_PASSAGE PROVIDED_.
::::

If he can handle the size and weight of the weapon, there aren't too many things inherently bad about the gold cup. The size and weight are going to be the biggest downs though. 1911's compare favorable on width to modern pistols, but in the weight department they are just downright much heavier than most guns purposefully designed for concealed carry. A good holster and belt will be REQUIRED.

I'd say the sights are going to be the other big downside of the gold cup. I don't own one, but they seem like they are probably going to be a bit 'snaggy' as most gold cups have the adjustable rears which do stick out a bit as well as the fiber optic front which is a bigger size sight. More potential to catch on the holster or clothing when drawing.

I would also see how the trigger is. Most folks don't necessarily recommend a light trigger for duty/carry use, especially if it's been custom tuned to be particularly light.

Some folks also say that a manual safety on their CCW is a downside, but that's more a matter of personal taste. I personally don't like manual safety levers, but some people think they are required.

::::

_PROVIDED RECORDS_.

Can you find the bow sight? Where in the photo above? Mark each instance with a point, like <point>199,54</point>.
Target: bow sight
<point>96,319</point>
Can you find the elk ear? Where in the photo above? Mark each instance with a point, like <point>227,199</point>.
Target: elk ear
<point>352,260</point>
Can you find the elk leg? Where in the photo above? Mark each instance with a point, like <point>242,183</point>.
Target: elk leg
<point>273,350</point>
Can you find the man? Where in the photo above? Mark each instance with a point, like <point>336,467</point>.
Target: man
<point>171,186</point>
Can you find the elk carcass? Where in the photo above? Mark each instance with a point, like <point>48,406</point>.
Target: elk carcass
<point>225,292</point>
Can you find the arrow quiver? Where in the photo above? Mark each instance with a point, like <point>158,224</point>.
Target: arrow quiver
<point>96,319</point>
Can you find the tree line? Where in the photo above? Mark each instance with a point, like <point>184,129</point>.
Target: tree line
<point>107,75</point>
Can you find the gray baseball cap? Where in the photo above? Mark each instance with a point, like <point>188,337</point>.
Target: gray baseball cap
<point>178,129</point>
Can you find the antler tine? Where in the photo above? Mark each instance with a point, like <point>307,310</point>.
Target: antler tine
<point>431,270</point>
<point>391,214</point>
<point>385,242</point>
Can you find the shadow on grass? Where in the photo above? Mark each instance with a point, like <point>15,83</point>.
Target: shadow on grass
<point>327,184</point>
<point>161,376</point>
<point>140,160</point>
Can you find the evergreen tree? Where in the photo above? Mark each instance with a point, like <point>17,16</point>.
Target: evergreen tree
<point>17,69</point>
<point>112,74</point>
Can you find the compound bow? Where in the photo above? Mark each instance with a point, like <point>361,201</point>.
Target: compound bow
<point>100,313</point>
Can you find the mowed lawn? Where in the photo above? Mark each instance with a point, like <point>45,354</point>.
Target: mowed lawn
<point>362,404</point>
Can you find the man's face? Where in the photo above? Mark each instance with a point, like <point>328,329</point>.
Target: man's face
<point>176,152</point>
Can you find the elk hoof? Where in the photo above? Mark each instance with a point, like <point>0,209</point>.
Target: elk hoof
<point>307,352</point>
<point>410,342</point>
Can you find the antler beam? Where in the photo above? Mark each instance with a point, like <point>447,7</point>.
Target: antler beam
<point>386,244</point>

::::

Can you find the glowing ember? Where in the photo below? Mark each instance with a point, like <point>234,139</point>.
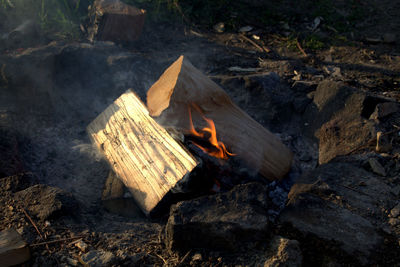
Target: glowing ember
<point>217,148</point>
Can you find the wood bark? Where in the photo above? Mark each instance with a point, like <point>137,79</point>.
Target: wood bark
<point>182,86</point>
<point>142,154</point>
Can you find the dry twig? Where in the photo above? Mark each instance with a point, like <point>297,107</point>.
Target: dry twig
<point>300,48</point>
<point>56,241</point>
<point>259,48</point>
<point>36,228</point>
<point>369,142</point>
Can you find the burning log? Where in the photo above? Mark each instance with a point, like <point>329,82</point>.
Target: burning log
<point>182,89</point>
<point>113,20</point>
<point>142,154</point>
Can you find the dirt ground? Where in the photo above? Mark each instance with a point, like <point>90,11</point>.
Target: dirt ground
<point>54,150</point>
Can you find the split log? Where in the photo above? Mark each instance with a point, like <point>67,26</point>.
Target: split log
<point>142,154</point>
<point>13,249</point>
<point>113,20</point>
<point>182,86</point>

::::

_GOALS_.
1. Lay out the lines of the listing from the line holding "Can you find the bow" through the line holding "<point>171,186</point>", inclusive, as a Markdown table with the columns Row and Line, leaving out any blank lines.
2. Proceed with the passage on the downsides of carrying a Gold Cup 1911, starting after its last sentence.

_EXPECTED RESULTS_.
1.
| Row | Line |
|---|---|
| 1 | Can you find the bow sight? Where in the photo above? Mark each instance with a point, like <point>199,54</point>. |
| 2 | Target: bow sight |
| 3 | <point>96,319</point> |
| 4 | Can you find the elk ear? Where in the photo above? Mark each instance with a point, like <point>227,199</point>. |
| 5 | Target: elk ear |
| 6 | <point>352,260</point> |
| 7 | Can you find the elk leg? Where in the photo above? Mark each instance with a point, like <point>242,183</point>. |
| 8 | Target: elk leg |
| 9 | <point>273,350</point> |
| 10 | Can you find the man? Where in the photo above? Mark each instance with a point, like <point>336,467</point>. |
| 11 | Target: man |
| 12 | <point>171,186</point> |

2.
The upside... he'd be carrying a high end colt 1911 with awesome sights, in 45 acp. That's a no nonsense round in a no nonsense platform. If you're going to carry a gun a 1911 is about as fine a choice as anyone could make, although there are many other pistols that compare favorably.

With that said... the colt gold cup is much more of a 'target shooting pistol' than it is a 'ccw/duty pistol'. While it will certainly fill the role nicely, most people would not want to subject such a fine pistol to the rigors and wear of daily carry.

Another consideration is that if it belonged to family and has sentimental value... if he ever has to use the weapon in a defensive encounter it will almost certainly be taken by police as evidence. Depending on the circumstances and where he lives he may very well never see that pistol returned to him again... or if he does it may not be in anywhere near the same condition.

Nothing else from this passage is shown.